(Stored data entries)
--*--

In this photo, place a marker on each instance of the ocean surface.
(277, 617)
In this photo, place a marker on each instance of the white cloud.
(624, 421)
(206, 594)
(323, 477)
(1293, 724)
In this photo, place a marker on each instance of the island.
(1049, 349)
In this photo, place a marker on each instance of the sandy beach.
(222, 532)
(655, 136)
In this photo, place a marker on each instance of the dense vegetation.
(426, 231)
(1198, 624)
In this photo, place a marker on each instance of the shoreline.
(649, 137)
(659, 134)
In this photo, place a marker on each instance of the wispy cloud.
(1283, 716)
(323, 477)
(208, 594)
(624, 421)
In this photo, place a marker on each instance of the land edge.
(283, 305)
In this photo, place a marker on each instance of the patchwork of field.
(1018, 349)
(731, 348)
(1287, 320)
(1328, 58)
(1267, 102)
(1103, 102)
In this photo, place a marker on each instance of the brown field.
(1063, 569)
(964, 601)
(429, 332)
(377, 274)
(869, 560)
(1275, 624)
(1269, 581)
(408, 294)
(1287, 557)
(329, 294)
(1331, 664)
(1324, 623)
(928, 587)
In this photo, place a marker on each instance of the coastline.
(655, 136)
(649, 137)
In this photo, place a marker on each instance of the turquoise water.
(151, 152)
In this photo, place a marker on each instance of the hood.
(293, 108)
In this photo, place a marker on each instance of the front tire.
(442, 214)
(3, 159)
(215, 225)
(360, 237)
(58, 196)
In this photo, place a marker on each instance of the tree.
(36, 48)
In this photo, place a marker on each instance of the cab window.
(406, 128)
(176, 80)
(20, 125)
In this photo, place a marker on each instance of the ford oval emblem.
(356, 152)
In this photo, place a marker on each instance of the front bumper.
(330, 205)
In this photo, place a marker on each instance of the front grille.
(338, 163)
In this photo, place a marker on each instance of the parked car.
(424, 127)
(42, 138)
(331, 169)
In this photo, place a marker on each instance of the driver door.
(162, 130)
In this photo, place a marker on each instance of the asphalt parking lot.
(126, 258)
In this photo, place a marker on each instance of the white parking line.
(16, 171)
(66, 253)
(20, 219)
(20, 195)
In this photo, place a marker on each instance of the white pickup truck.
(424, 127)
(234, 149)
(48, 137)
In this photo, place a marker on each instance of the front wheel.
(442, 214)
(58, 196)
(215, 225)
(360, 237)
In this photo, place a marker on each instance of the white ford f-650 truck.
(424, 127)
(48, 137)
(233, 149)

--*--

## ACTIVITY
In your response, give all the records again with nothing altered.

## EXERCISE SOLUTION
In this photo, place a marker on each instance of the ocean surface.
(277, 617)
In this photo, place a marker on each instance of the white cloud.
(624, 421)
(206, 594)
(323, 477)
(1293, 724)
In this photo, place a marker on each instance of the island.
(1049, 349)
In this photo, place a marker on each instance of the sandy beach.
(222, 532)
(655, 136)
In this photo, place a marker on each instance of the dense vegetation.
(426, 231)
(1198, 624)
In this photo, place a marker on each instance of the shoreline.
(649, 137)
(659, 134)
In this photo, place a marker on each instance of the wispy cloud.
(1283, 716)
(323, 477)
(208, 594)
(624, 421)
In this photo, place a marker on each instance of the land edge.
(283, 305)
In this photo, place a marker on each instance of the patchwork of field.
(1018, 349)
(731, 348)
(1287, 320)
(1328, 58)
(1267, 102)
(1103, 102)
In this photo, place a marker on each instance of the brown field.
(1063, 569)
(964, 601)
(429, 332)
(377, 274)
(869, 560)
(1275, 624)
(1269, 581)
(408, 294)
(1287, 557)
(329, 294)
(1331, 664)
(1324, 623)
(928, 587)
In this photo, place a marker on each instance of the coastline.
(655, 136)
(649, 137)
In this photo, place a marker on each instance of the turquoise water.
(151, 152)
In this photo, place a marker on each instance of the hood.
(293, 108)
In this photo, place a marker on each instance of the front tire.
(442, 214)
(3, 159)
(215, 225)
(360, 237)
(58, 196)
In this photo, place a marker on each instance of the tree.
(36, 48)
In this photo, place a marker on each instance of the cab window.
(406, 128)
(176, 80)
(20, 125)
In this photo, place a marker on each instance of the ford oval emblem.
(356, 152)
In this photo, place a marker on each instance of the front bumper.
(330, 205)
In this photo, place a marker on each instance of the front grille.
(338, 163)
In this photo, place a marker on each instance of the parked car.
(424, 127)
(42, 138)
(331, 169)
In this photo, place a marker on each instance of the driver door.
(162, 130)
In this photo, place a marker on each instance of the asphalt parking lot.
(126, 258)
In this photo, place a marker on each instance of the white parking line.
(16, 171)
(66, 253)
(20, 219)
(20, 195)
In this photo, place a marker on each instance of the white pickup truck.
(424, 127)
(234, 149)
(48, 137)
In this photo, place a marker on each instance of the front wheel.
(442, 214)
(58, 196)
(215, 225)
(360, 237)
In this photo, place a marker on each instance of the white ford f-650 truck.
(424, 127)
(48, 137)
(233, 149)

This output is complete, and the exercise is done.